--- Document extract ---
* * * * *

Re: Request for a glossary of acronyms

2004-02-09 Thread Jesse Mazer
Bruno Marchal wrote:
At 20:17 03/02/04 -0500, Jesse Mazer wrote:

Personally, I would prefer to assign a deeper significance to the notion 
of absolute probability, since for me the fact that I find myself to be a 
human rather than one of the vastly more numerous but less intelligent 
other animals seems like an observation that cries out for some kind of 
explanation.


I am not sure about that. Suppose a teacher has 10^1000 students. Today
he says to the students that he will, tomorrow, interrogate one student of 
the
class and he will chooses it randomly. Each student thinks that there is 
only
1/(10^1000) chance that he will be interrogated. That's quite negligible, 
and
(assuming that all student are lazy) none of the students prepare the 
interrogation.
But then the day after the teacher says: "Smith, come on to the board, I 
will
interrogate you".
I hope you agree there has been no miracle here, even if for the student, 
being
the one interrogated is a sort of (1-person) miracle. No doubt that this 
student
could cry out for an explanation, but we know there is no explanations...
Suppose the teacher and the student are immortal and the teacher 
interrogates
one student each day. Eternity is very long, and there will be arbitrarily 
large
period where poor student Smith will be interrogated each days of that 
period.
Obviously Smith will believe that the teacher has something special against 
him/her.
But still we know it is not the case ...
So I don't think apparent low probability forces us to search for an 
explanation
especially in an everything context, only the relative probability of 
continuation
could make sense, or "ab initio" absolute probabilities could perhaps be 
given for the
entire histories.

But your example assumes we already know the probabilities. If Smith has two 
different hypotheses that a priori both seem subjectively plausible to 
him--for example, "the teacher will pick fairly, therefore my probability of 
being picked is 1 in 10^1000" vs. "I know my father is the teacher's 
arch-nemesis, therefore to punish my family I expect he will fake the random 
draw and unfairly single me out with probability 1", then if Smith actually 
is picked, he can use Bayesian reasoning to now conclude the second 
hypothesis is more likely (unless he considered its a priori subjective 
likelihood to be less than 10^-1000 that of the first hypothesis).

* * * * *

--- Entries provided ---
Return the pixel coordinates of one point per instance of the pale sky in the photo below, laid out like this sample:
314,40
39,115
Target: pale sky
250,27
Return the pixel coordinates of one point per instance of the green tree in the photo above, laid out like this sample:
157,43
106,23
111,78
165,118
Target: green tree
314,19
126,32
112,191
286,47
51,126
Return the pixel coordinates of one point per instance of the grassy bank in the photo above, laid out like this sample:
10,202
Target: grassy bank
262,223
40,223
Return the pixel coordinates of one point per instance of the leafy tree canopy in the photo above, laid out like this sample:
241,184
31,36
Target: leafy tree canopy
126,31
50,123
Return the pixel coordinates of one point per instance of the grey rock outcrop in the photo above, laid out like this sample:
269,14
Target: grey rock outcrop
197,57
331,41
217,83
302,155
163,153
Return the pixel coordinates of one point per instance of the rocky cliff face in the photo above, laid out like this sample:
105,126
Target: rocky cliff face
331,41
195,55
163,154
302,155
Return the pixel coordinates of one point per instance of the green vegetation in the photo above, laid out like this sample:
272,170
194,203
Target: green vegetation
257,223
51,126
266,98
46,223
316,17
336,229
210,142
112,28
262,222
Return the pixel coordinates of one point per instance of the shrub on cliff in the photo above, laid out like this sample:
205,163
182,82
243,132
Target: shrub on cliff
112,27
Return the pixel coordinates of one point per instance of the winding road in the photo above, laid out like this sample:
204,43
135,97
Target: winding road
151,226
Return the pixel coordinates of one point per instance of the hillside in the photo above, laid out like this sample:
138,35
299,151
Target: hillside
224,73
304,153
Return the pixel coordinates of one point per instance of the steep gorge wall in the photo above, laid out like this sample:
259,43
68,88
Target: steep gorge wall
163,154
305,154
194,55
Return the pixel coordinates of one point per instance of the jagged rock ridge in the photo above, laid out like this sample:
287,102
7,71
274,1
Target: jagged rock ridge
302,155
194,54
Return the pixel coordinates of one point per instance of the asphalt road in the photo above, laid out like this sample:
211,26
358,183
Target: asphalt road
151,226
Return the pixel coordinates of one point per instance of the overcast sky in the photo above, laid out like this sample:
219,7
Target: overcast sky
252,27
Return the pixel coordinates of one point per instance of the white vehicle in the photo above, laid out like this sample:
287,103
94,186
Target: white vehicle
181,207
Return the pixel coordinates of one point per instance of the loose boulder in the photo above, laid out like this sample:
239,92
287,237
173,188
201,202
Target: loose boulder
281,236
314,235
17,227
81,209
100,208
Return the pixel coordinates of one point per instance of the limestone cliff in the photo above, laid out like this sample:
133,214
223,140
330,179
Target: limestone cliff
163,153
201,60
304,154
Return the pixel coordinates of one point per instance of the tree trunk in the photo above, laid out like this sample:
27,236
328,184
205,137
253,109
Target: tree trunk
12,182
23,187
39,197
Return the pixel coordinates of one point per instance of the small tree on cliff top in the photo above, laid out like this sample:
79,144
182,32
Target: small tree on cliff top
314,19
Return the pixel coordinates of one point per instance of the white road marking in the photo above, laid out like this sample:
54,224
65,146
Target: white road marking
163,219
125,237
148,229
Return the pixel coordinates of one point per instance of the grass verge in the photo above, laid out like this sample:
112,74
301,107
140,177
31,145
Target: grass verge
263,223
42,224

* * * * *

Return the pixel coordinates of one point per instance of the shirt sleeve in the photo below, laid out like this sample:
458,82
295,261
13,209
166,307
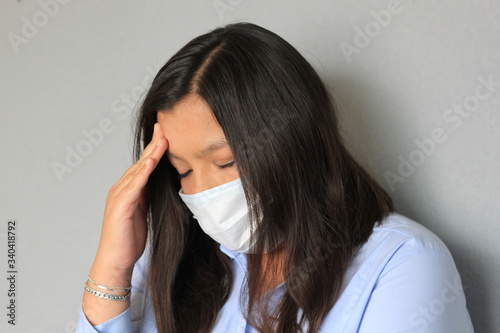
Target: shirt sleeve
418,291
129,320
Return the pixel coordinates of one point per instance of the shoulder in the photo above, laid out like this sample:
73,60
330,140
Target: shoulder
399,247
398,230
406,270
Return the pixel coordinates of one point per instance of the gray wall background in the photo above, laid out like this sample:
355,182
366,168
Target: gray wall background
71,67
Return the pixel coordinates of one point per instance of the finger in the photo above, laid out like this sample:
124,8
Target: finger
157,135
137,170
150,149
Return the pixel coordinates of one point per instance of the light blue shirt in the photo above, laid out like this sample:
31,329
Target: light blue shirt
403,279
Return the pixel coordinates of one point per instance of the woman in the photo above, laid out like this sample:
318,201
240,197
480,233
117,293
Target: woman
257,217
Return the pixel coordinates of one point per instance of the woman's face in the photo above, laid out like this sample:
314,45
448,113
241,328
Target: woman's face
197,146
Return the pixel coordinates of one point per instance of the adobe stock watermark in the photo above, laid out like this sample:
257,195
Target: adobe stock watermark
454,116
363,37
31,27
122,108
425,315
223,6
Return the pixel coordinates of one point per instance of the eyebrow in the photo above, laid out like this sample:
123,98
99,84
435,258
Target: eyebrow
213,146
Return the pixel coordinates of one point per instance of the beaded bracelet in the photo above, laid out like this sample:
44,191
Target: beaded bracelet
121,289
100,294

* * * * *

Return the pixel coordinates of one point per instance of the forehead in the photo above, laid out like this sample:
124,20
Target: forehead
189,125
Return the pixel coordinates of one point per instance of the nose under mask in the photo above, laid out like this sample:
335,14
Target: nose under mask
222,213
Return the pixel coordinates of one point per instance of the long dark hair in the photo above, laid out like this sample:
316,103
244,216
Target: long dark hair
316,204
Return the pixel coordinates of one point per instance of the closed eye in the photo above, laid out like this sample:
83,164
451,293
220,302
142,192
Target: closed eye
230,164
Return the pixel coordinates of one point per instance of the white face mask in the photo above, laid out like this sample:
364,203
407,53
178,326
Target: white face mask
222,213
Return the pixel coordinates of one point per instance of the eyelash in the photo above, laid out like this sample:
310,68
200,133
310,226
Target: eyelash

* * * * *

--- Problems to work on ---
1. In the probability discussion, how many students does the teacher have in the example?
2. Carry on the probability discussion, beginning right after its last sentence.

--- Answers by task ---
1. 10^1000 students.

2.
This is a better analogy to the situation of finding myself to be a human 
and not one of the much larger number of other conscious animals (even if we 
restrict ourselves to mammals and birds, who most would agree are genuinely 
conscious, the number of mammals/birds that have ever lived is surely much 
larger than the number of humans that have ever lived--just think of how 
many rodents have been born throughout the last 65 million years!) Even if I 
a priori favor the idea that I should consider any observer-moment equally 
likely, unless I am virtually certain that the probabilities are not biased 
in favor of observer-moments with human-level complexity, then finding 
myself to actually be experiencing such an observer-moment should lead me to 
shift my subjective probability estimate in favor of this second sort of 
hypothesis. Of course, both hypotheses assume it is meaningful to talk about 
the absolute probability of being different observer-moments, an assumption 
you may not share (but in that case the Smith/teacher analogy should not be 
a good one from your perspective).

Another possible argument I thought of for having absolute probabilities as 
well as conditional probabilities. If one had a theory that only involved 
conditional probabilities, this might in some way be able to explain why I 
see the laws of physics work a certain way from one moment to the next, by 
describing it in terms of the probability that my next experience will be Y 
if my current one is X. But how would it explain why, when I examine records 
of events that happened in the past, even records of events before my 
subjective stream of consciousness began, I still see that everything obeyed 
those same laws back then as well? Could you explain that without talking 
about the absolute probability of what type of "universe" a typical 
observer-moment is likely to percieve himself being in, including memories 
and external records of the past?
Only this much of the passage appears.